[Coordinate annotation entries]
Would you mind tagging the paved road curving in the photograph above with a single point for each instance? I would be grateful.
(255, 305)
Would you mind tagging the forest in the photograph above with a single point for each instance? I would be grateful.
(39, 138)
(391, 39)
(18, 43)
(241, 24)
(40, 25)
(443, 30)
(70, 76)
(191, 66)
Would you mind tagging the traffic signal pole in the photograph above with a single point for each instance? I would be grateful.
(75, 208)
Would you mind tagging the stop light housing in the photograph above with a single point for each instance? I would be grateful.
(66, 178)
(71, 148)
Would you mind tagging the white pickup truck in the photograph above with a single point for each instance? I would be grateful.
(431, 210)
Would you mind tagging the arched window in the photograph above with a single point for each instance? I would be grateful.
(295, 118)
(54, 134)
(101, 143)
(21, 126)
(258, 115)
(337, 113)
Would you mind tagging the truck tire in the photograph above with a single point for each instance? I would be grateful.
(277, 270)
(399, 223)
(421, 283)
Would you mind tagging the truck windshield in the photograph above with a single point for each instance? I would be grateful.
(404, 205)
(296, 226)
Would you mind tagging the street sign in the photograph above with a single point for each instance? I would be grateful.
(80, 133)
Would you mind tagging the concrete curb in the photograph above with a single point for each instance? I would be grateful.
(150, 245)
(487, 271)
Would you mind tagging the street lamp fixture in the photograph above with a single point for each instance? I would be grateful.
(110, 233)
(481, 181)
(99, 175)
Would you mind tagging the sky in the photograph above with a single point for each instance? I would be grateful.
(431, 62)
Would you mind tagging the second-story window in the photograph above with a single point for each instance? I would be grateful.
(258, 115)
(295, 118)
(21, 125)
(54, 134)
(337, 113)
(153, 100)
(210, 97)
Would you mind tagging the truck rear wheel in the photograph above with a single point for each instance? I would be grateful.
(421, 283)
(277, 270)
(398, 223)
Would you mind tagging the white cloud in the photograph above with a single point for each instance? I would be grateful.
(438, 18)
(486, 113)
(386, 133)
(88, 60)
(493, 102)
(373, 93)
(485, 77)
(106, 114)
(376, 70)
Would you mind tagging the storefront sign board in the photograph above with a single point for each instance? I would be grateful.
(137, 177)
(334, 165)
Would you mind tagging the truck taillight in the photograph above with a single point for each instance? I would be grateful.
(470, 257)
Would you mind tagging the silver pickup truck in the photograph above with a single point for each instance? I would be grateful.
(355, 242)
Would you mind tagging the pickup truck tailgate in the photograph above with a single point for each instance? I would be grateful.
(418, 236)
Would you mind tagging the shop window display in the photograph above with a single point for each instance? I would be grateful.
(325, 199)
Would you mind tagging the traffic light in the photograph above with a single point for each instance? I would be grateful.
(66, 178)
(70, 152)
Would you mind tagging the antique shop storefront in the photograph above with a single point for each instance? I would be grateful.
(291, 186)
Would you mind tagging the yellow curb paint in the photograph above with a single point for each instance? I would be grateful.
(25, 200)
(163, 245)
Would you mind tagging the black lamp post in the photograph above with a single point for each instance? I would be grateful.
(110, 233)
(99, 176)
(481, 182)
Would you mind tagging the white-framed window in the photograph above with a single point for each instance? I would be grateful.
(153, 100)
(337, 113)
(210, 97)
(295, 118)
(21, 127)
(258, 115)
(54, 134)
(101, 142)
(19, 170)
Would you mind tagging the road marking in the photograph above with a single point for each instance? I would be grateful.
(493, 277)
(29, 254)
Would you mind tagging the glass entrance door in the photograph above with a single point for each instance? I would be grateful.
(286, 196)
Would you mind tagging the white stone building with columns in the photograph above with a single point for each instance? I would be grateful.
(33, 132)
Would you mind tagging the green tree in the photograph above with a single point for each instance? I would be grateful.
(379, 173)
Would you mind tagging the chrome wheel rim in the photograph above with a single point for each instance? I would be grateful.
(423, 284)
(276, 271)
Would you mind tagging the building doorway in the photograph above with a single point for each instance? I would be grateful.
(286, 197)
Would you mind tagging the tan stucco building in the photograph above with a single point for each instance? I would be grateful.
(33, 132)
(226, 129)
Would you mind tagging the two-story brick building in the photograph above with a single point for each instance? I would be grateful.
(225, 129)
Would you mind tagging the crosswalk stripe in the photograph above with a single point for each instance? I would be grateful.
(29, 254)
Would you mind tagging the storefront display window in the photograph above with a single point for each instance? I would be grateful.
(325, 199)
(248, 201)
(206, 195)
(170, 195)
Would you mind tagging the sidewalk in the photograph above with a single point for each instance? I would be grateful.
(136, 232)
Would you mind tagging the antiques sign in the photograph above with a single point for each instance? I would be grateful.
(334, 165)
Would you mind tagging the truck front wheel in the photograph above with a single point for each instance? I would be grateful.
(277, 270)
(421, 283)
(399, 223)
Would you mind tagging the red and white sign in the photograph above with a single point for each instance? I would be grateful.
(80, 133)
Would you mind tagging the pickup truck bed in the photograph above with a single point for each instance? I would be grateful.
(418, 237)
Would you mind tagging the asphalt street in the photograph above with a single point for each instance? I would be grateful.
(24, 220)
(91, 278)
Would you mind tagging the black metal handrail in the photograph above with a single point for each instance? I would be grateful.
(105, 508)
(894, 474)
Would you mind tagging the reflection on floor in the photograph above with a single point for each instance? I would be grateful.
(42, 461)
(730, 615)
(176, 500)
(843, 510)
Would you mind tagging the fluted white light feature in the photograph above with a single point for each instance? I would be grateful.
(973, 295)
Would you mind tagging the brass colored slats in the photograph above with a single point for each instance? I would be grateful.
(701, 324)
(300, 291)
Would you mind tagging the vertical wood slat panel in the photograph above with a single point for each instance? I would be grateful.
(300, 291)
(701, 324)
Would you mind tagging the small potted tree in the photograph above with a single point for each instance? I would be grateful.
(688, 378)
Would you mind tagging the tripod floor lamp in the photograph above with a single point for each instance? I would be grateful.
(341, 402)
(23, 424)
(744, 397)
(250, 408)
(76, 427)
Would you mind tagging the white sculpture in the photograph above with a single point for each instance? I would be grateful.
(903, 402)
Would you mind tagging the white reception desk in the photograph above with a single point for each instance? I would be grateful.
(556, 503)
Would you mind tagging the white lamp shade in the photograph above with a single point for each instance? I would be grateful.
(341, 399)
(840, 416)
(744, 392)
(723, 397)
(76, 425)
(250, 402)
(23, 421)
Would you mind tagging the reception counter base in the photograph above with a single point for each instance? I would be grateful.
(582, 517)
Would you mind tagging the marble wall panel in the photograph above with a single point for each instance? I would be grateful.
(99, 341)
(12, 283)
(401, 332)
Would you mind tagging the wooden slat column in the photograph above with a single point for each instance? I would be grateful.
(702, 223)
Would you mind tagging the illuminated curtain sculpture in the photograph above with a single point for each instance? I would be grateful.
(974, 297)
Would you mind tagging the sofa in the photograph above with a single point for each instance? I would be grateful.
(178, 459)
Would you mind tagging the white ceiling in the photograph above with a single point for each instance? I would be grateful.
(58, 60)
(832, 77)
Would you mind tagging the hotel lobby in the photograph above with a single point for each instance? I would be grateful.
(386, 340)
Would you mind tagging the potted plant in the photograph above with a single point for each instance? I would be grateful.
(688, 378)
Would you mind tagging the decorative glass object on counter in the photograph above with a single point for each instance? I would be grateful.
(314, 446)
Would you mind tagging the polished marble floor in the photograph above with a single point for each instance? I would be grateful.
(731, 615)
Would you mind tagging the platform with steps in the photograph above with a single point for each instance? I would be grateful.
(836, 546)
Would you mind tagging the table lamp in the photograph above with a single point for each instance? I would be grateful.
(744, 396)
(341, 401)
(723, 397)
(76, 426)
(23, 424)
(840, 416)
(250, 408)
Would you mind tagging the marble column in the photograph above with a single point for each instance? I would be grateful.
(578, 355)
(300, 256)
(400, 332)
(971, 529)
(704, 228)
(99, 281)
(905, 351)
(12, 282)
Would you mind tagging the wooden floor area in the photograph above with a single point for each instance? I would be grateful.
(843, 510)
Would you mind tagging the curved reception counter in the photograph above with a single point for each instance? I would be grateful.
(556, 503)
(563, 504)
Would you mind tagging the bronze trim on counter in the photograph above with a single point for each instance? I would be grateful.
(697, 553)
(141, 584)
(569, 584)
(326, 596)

* [SET TASK]: In the listing above, find the line containing "Would you mind tagging the sofa", then reproduce it and each line after it through the end, exactly and with nothing added.

* [RESPONSE BELOW]:
Would you mind tagging the sofa in the photograph above with a single point for each instance? I would be grateful.
(178, 459)
Would you mind tagging the white ceiling in the photograph above with a single point for each instance? I would be grateful.
(58, 60)
(832, 77)
Would you mind tagging the hotel lobby in the photograph above with a single point for each instance? I would be grateful.
(386, 340)
Would you mind tagging the potted plant in the photograph above with a single point for each instance? I would be grateful.
(688, 378)
Would you mind tagging the decorative glass object on counter in the photograph above with a single point for each instance? I would be grateful.
(314, 446)
Would you mind tagging the polished marble floor in the photograph above with a single point for each instance? I would be grateful.
(731, 615)
Would you mind tagging the platform with steps in the photograph above with a single point for each instance? I would be grateful.
(836, 546)
Would you mind tagging the table lamp in the photograph above with a single point for each instance? I would be grateful.
(744, 396)
(341, 401)
(723, 397)
(76, 426)
(23, 424)
(840, 416)
(250, 408)
Would you mind tagging the marble column in the photograph above with a single point for each instance? I would be grateful.
(578, 355)
(300, 256)
(400, 332)
(971, 529)
(704, 228)
(99, 281)
(905, 351)
(12, 282)
Would you mind tagging the wooden floor area in the photograph above with a single point for each instance? I would be grateful.
(843, 510)
Would you mind tagging the curved reception counter in the photograph above with a single point for each instance? I would be grateful.
(556, 503)
(563, 504)
Would you mind tagging the bronze trim on counter in the photograph above with a single point for each instance? I would be grateful.
(697, 553)
(141, 584)
(569, 584)
(326, 596)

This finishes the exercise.